**GIVEN TEXT:**
- Born: July 18, 1961 Aurora, Ohio, U.S.
- Died: October 10, 2023 (aged 62) Dalton, Georgia, U.S.
- Occupations: Film director; writer; producer;
- Years active: 1982–2023

= Jeff Burr =

American film director (1961–2023)

Jeffrey Cameron Burr (July 18, 1961 – October 10, 2023) was an American film director, writer, and producer known for his work in horror sequels, such as Stepfather II, The Texas Chainsaw Massacre III, Puppet Master 4 and 5, and Pumpkinhead II.

==Early life and education==
Jeff Burr was born in Aurora, Ohio, on July 18, 1961. He grew up in rural Dalton, Georgia, where he avidly read horror fanzines like Castle of Frankenstein, The Monster Times, and Famous Monsters of Filmland, and eventually began making his own Super-8 films.

**STATED EXERCISE A:** Print the listing again, from its first line through the line containing "POLYGON ((134 84, 133", with both of those lines included. Leave the pictures out.

**DATA ENTRIES:**

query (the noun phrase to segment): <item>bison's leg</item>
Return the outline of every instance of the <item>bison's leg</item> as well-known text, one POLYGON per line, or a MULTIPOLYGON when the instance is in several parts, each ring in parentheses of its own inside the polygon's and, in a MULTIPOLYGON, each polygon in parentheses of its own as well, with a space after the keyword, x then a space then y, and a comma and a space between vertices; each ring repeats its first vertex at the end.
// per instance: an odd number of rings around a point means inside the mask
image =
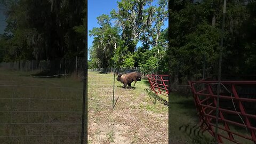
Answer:
POLYGON ((126 87, 126 85, 127 85, 126 84, 124 83, 124 89, 125 89, 125 87, 126 87))
POLYGON ((131 83, 128 84, 128 86, 129 86, 129 89, 131 88, 131 85, 132 85, 132 84, 131 83))
POLYGON ((134 84, 133 84, 133 86, 135 86, 135 84, 136 83, 136 82, 137 82, 137 81, 136 81, 136 79, 134 81, 134 84))

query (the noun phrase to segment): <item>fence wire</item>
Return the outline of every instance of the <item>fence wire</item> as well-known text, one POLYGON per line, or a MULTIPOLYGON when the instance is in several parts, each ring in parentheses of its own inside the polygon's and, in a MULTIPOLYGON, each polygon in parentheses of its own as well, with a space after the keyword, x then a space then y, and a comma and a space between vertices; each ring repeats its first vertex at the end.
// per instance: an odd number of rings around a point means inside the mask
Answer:
POLYGON ((0 85, 0 143, 79 143, 83 89, 0 85))

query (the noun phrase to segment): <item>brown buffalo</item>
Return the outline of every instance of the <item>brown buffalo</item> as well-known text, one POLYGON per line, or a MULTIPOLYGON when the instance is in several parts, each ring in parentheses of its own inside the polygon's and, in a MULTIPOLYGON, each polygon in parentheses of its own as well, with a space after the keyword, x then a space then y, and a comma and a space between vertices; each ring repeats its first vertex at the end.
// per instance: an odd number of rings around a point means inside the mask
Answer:
POLYGON ((135 86, 135 84, 137 81, 140 81, 141 79, 141 75, 140 73, 137 71, 132 72, 130 73, 127 73, 125 74, 119 74, 116 80, 118 82, 120 81, 124 84, 124 88, 125 89, 126 85, 128 84, 129 88, 131 89, 131 83, 134 81, 134 84, 133 86, 135 86))

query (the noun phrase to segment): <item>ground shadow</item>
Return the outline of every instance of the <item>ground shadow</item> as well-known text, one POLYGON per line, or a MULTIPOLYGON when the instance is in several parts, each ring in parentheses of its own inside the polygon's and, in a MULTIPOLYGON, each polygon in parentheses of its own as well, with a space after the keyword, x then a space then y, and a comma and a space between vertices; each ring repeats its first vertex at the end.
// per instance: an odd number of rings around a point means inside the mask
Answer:
MULTIPOLYGON (((124 87, 123 87, 123 86, 117 86, 117 87, 122 87, 122 88, 123 88, 123 89, 125 89, 124 88, 124 87)), ((128 87, 127 87, 127 86, 126 86, 126 87, 125 87, 125 89, 128 89, 128 87)), ((133 90, 135 90, 135 89, 136 89, 136 87, 133 87, 133 86, 131 86, 131 89, 133 89, 133 90)))
POLYGON ((150 98, 150 99, 153 100, 153 102, 154 104, 156 103, 156 101, 157 100, 158 101, 160 102, 161 103, 163 104, 164 106, 166 107, 169 107, 168 101, 163 99, 162 97, 159 97, 157 94, 156 94, 151 89, 145 89, 144 90, 148 93, 149 98, 150 98))
POLYGON ((143 83, 144 84, 146 84, 148 85, 150 85, 150 84, 149 84, 149 82, 148 82, 147 79, 146 78, 142 78, 142 79, 144 79, 145 81, 141 81, 141 82, 143 83))
POLYGON ((205 135, 205 131, 203 131, 197 124, 188 123, 180 126, 179 130, 188 136, 193 143, 213 143, 214 139, 205 135))
POLYGON ((97 74, 108 74, 110 73, 111 72, 106 72, 106 71, 101 71, 98 72, 97 74))

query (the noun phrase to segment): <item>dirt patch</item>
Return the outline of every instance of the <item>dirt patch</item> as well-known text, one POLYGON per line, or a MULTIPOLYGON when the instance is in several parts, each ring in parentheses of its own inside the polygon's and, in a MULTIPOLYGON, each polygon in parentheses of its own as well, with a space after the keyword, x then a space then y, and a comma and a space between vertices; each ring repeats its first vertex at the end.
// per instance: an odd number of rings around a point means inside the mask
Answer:
MULTIPOLYGON (((100 77, 94 78, 94 81, 101 79, 100 77)), ((109 83, 113 83, 113 79, 109 83)), ((109 100, 105 99, 109 98, 107 95, 113 94, 111 86, 104 87, 108 93, 97 93, 95 96, 93 92, 96 91, 89 91, 92 97, 102 98, 98 103, 89 102, 91 108, 88 114, 89 143, 167 143, 168 113, 162 110, 165 106, 158 107, 152 103, 143 90, 147 86, 142 83, 137 83, 135 89, 124 89, 120 86, 122 84, 117 82, 115 98, 118 99, 114 110, 106 102, 109 100), (97 105, 99 106, 96 107, 97 105), (94 110, 99 107, 104 109, 99 111, 94 110)), ((93 87, 97 89, 97 86, 93 87)), ((100 86, 98 86, 99 89, 100 86)))

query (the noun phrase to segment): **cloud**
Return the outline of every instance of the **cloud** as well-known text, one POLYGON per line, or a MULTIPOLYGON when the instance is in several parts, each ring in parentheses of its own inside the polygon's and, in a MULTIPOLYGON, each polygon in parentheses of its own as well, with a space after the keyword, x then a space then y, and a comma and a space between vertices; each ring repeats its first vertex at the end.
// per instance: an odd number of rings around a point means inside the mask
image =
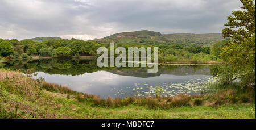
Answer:
POLYGON ((83 40, 123 31, 220 32, 234 0, 2 0, 0 38, 83 40))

**STATED EXERCISE B:**
Answer these questions from the Jeff Burr biography:
(i) What years does it give for his active career?
(ii) In what place did he grow up?
(iii) What film format did he use for his first films of his own?

**FULL SOLUTION A:**
query (the noun phrase to segment): <item>bison's leg</item>
Return the outline of every instance of the <item>bison's leg</item> as well-known text, one POLYGON per line, or a MULTIPOLYGON when the instance is in several parts, each ring in parentheses of its own inside the polygon's and, in a MULTIPOLYGON, each polygon in parentheses of its own as well, with a space after the keyword, x then a space then y, and a comma and a space between vertices; each ring repeats its first vertex at the end.
// per instance: an odd number of rings around a point means inside the mask
image =
Answer:
POLYGON ((126 87, 126 85, 127 85, 126 84, 124 83, 124 89, 125 89, 125 87, 126 87))
POLYGON ((131 83, 128 84, 128 86, 129 86, 129 89, 131 88, 131 85, 132 85, 132 84, 131 83))
POLYGON ((134 84, 133 84, 133 86, 135 86, 135 84, 136 83, 136 82, 137 82, 137 81, 136 81, 136 79, 134 81, 134 84))

**FULL SOLUTION B:**
(i) 1982–2023
(ii) Rural Dalton, Georgia
(iii) Super-8